After finding the line with "x=238, y=566" in the data below, set down exactly each line through the one with "x=836, y=614", inclusive, and stop there.
* * * *
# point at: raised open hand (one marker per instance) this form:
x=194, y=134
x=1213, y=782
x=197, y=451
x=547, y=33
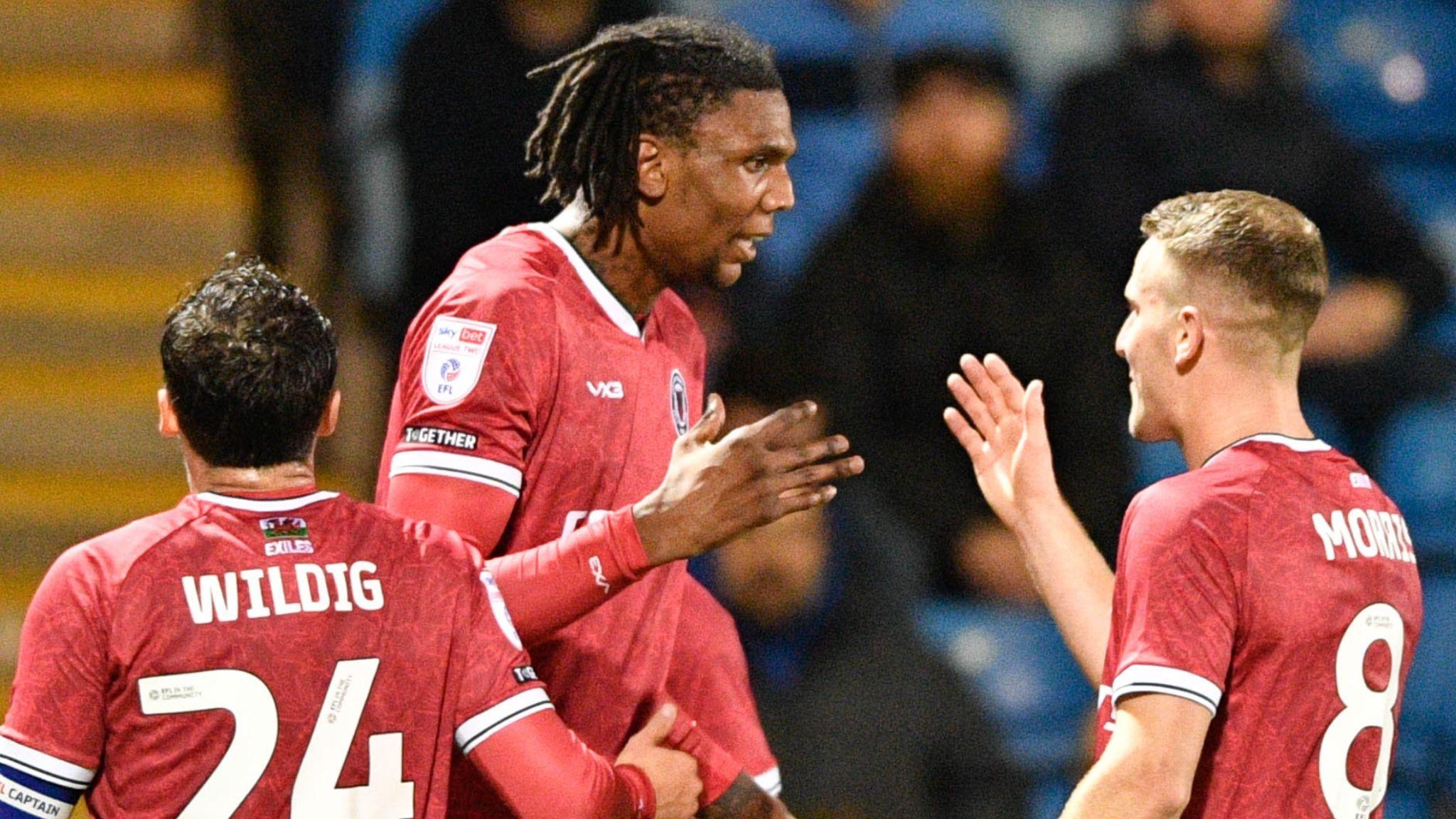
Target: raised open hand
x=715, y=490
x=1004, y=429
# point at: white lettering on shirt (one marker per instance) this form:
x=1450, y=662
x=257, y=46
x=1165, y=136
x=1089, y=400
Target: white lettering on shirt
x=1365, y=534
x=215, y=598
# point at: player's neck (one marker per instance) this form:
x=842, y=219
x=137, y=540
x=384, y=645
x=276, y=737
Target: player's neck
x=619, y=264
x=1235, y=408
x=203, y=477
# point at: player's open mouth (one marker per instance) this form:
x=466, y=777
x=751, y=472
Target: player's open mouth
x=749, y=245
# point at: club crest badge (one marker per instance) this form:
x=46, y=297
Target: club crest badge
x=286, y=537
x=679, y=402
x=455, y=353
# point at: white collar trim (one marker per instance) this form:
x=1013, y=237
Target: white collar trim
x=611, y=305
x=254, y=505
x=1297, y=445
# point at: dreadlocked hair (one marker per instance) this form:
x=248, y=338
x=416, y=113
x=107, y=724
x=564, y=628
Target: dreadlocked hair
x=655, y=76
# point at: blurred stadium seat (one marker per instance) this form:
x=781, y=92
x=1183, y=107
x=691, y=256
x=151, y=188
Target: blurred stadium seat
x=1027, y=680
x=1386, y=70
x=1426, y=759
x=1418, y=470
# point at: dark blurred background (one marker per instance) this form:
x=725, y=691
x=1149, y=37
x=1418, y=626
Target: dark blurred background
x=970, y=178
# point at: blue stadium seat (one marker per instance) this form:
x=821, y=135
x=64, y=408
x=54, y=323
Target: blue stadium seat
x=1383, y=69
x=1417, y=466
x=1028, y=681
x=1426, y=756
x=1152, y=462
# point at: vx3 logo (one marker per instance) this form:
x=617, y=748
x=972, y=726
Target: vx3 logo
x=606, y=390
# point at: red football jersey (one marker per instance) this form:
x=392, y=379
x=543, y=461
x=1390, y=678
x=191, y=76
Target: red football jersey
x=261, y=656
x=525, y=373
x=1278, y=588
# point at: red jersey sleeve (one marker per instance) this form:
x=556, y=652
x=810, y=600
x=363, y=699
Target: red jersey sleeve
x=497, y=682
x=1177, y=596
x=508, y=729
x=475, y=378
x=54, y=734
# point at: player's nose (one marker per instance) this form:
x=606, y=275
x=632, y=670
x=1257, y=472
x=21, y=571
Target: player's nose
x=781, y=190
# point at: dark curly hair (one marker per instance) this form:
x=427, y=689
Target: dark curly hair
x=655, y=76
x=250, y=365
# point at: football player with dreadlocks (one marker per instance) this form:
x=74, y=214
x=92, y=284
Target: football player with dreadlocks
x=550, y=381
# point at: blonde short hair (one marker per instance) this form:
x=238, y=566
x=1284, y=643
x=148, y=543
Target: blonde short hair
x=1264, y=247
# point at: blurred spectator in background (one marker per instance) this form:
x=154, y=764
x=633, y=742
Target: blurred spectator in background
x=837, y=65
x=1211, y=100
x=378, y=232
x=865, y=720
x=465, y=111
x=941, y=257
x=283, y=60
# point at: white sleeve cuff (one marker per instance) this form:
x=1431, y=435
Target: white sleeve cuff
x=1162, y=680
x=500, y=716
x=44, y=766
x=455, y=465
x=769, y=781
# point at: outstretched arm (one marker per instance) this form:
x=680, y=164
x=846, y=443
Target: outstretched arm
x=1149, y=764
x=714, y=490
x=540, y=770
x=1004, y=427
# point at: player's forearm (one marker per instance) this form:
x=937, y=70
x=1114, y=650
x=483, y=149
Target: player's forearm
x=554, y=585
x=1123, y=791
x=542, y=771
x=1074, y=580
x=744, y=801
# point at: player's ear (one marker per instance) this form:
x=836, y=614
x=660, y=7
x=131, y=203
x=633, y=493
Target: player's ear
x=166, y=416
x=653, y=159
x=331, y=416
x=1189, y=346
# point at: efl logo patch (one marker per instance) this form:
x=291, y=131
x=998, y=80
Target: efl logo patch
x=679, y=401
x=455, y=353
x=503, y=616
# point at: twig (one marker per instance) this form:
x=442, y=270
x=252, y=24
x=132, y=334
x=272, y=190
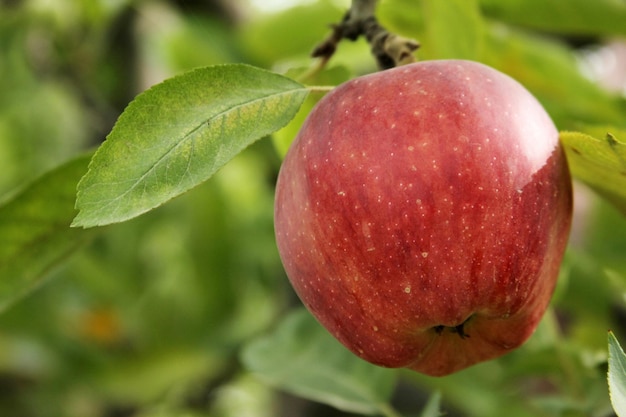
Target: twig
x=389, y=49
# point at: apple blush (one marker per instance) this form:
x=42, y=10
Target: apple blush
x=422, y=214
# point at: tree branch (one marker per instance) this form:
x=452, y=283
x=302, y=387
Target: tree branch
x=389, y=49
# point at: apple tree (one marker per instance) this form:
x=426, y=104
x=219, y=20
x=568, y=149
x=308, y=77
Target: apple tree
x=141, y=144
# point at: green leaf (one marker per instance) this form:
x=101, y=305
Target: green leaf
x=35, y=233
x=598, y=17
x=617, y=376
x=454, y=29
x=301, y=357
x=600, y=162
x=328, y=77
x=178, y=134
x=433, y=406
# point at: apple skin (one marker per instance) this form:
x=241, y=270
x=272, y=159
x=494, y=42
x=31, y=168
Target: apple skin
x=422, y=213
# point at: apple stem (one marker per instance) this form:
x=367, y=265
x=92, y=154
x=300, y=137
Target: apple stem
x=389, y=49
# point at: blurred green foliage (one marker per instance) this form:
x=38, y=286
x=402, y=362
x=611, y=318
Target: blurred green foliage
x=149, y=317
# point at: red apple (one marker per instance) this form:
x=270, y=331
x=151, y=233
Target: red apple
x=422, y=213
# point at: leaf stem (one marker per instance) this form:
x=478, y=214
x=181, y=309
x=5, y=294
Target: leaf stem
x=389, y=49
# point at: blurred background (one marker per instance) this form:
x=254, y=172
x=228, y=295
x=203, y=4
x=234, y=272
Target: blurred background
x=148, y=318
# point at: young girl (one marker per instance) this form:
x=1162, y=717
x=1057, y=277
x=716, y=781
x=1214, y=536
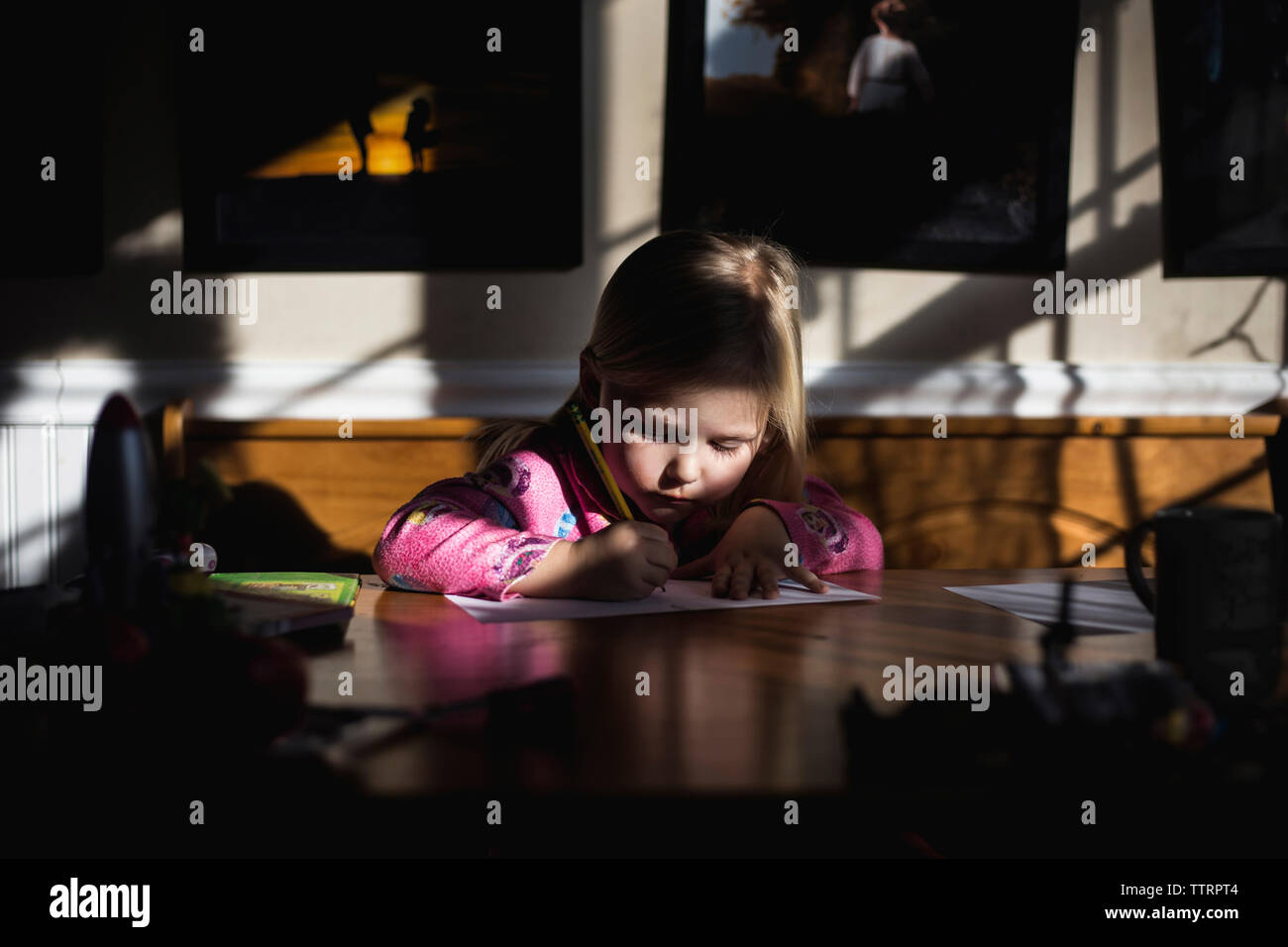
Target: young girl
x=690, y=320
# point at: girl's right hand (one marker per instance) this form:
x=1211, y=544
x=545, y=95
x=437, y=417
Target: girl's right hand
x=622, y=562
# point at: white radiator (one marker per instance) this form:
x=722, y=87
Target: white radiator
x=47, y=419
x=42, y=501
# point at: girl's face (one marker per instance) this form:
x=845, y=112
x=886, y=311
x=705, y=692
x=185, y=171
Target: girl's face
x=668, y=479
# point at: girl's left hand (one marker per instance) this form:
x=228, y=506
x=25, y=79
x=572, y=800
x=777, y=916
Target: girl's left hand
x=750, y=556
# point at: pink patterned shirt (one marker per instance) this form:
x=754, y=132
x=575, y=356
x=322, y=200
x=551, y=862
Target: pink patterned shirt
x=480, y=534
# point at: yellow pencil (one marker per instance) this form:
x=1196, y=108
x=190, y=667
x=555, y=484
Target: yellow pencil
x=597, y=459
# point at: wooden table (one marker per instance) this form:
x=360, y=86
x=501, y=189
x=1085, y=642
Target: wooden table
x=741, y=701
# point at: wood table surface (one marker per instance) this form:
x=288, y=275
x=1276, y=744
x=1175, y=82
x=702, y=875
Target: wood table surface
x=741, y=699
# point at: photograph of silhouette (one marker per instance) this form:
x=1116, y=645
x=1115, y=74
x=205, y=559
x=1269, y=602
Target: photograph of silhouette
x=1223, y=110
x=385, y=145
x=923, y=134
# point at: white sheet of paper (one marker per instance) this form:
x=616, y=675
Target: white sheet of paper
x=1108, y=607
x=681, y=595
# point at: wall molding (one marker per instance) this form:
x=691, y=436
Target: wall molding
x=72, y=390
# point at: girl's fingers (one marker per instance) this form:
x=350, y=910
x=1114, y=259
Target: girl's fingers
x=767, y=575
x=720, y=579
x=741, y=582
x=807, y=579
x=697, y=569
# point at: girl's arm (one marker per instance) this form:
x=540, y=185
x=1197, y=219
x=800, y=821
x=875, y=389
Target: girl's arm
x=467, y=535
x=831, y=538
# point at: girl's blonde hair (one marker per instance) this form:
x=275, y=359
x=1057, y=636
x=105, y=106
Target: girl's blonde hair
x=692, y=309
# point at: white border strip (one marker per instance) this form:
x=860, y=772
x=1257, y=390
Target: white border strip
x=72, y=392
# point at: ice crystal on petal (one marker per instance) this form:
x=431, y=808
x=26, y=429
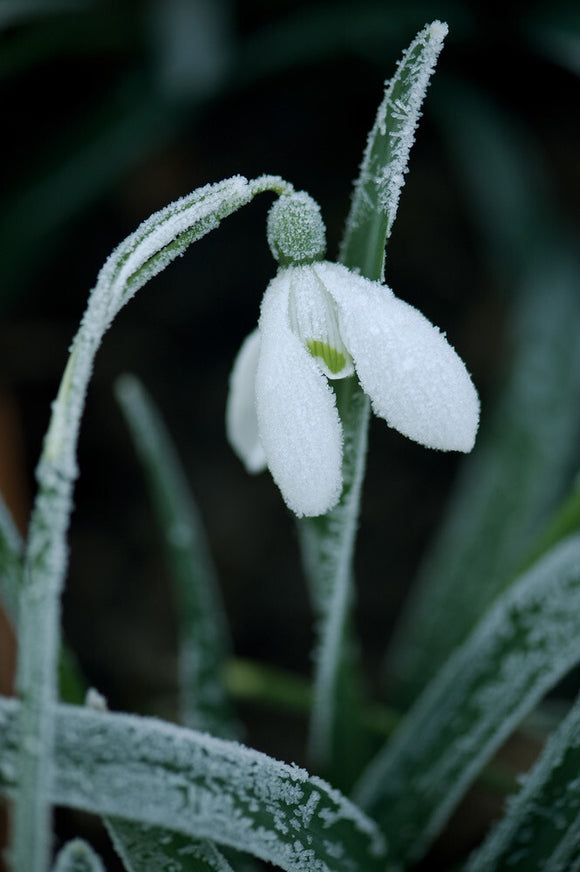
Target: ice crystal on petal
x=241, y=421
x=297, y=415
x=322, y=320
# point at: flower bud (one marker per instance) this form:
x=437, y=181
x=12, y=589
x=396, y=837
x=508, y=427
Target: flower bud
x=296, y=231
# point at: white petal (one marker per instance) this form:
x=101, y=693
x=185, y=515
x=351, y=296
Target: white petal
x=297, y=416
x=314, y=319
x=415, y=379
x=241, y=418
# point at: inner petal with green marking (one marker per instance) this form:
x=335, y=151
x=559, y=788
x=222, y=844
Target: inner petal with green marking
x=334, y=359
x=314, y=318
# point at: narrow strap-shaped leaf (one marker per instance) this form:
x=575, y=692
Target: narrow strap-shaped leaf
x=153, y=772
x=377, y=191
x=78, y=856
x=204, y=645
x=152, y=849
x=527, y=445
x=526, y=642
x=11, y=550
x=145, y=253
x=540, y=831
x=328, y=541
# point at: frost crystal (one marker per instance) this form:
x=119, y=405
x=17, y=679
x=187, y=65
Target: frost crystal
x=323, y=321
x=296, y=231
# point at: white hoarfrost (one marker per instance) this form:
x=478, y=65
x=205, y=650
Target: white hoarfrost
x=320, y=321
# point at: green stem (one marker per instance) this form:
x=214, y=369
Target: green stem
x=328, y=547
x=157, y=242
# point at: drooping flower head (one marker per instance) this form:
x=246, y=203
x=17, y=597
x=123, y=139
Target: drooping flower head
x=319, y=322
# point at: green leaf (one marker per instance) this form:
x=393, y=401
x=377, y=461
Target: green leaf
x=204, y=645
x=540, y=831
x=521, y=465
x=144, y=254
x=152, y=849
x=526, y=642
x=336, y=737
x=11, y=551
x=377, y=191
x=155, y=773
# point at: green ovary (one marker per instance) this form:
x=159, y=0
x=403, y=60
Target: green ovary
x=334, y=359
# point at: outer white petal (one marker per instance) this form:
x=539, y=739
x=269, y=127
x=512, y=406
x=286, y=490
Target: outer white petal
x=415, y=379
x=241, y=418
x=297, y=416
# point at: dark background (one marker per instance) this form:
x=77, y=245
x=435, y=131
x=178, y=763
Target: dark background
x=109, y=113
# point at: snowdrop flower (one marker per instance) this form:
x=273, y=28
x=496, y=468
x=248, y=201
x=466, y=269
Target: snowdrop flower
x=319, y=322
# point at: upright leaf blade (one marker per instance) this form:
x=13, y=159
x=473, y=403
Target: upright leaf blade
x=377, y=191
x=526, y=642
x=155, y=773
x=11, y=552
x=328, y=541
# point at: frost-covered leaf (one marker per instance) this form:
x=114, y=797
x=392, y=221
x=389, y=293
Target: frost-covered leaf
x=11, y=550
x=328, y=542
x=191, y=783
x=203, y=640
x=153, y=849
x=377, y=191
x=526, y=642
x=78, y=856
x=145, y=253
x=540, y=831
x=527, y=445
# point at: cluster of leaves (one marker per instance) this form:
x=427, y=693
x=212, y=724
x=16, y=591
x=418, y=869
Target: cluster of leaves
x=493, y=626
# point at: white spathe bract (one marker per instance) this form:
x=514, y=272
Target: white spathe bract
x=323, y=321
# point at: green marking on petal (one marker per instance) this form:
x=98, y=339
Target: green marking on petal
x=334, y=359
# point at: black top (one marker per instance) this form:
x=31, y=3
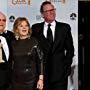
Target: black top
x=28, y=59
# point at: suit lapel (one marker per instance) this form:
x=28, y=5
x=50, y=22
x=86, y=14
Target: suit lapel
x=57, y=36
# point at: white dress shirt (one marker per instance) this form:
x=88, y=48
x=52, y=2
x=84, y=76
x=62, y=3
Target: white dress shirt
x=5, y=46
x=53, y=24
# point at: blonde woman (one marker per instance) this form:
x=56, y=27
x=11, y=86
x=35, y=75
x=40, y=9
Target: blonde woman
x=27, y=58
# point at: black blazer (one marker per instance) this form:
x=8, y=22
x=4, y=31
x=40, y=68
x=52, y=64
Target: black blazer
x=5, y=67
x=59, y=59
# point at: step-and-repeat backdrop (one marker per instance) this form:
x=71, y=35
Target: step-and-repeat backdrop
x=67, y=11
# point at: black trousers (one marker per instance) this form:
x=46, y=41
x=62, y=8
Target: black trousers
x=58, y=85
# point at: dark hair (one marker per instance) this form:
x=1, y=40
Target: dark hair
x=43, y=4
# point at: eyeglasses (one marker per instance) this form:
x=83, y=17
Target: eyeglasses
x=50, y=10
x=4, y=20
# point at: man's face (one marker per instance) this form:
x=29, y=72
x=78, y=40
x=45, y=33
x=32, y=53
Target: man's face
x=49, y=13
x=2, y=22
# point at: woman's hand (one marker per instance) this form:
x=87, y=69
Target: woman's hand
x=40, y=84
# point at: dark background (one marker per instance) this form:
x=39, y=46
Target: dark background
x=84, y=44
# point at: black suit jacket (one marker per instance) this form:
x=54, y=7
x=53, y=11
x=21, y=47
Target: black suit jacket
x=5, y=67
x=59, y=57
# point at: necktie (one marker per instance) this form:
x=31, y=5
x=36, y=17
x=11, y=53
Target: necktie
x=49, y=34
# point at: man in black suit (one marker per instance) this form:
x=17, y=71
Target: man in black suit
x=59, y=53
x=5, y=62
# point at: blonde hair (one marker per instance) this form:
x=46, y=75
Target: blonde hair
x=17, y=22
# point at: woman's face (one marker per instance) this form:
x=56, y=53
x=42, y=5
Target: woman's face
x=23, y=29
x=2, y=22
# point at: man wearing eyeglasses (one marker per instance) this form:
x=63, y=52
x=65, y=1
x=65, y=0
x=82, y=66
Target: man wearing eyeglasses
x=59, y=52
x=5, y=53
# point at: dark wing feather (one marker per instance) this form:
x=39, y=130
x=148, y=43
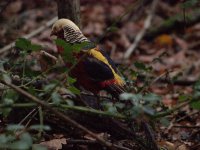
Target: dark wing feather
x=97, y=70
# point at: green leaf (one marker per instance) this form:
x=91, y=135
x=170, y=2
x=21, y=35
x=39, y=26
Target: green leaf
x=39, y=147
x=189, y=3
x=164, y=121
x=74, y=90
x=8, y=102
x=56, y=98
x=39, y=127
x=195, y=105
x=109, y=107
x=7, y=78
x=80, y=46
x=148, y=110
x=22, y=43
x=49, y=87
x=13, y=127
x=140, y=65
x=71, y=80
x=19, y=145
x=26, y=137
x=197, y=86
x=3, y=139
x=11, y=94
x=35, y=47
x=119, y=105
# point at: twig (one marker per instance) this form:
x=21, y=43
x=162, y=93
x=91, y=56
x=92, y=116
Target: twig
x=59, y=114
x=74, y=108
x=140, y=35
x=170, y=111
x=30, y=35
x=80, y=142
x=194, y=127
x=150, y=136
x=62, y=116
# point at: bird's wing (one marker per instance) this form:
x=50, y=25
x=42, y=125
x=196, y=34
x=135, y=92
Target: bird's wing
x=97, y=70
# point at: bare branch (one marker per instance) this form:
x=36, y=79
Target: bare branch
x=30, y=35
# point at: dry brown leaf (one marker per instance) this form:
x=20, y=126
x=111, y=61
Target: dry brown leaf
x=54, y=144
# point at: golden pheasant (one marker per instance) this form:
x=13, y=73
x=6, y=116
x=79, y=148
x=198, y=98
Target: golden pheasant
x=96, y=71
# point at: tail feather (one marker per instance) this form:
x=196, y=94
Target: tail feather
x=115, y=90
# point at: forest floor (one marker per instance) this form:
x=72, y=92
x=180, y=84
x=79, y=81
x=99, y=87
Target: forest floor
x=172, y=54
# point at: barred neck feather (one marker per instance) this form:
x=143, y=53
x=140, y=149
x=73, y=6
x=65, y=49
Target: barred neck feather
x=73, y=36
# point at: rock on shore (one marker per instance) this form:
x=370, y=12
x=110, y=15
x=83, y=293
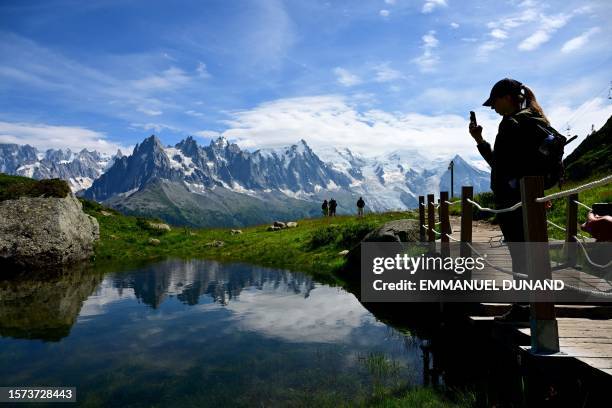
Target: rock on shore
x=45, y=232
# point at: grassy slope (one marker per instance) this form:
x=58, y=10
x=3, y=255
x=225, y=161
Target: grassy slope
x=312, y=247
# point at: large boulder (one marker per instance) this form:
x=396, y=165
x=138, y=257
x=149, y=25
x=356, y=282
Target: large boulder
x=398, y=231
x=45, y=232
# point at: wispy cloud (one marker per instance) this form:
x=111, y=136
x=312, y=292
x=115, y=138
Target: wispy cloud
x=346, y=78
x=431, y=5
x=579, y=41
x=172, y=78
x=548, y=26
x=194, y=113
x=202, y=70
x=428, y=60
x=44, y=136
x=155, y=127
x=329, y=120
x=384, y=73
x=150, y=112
* * * *
- _Response to this task_:
x=238, y=566
x=1284, y=643
x=148, y=543
Target: blonde short hair
x=1264, y=247
# point at: blurred spectator in background (one marker per instance) this form:
x=154, y=764
x=633, y=742
Target: blurred spectator in background
x=837, y=65
x=1211, y=100
x=378, y=232
x=865, y=720
x=465, y=111
x=941, y=257
x=283, y=60
# point at: white sleeve cuff (one marker per instance) this form:
x=1431, y=435
Target: white sleeve cuff
x=1162, y=680
x=500, y=716
x=44, y=766
x=455, y=465
x=769, y=781
# point at: outstretched arm (one marker per instance) this form:
x=680, y=164
x=846, y=443
Target: outstretched arm
x=1149, y=764
x=714, y=490
x=540, y=770
x=1004, y=427
# point at: player's forearm (one marker per instance) this form:
x=937, y=70
x=1114, y=650
x=483, y=149
Target: player's forearm
x=554, y=585
x=1123, y=791
x=542, y=771
x=1074, y=580
x=744, y=801
# point at: player's ear (one marker per instance) this form:
x=836, y=614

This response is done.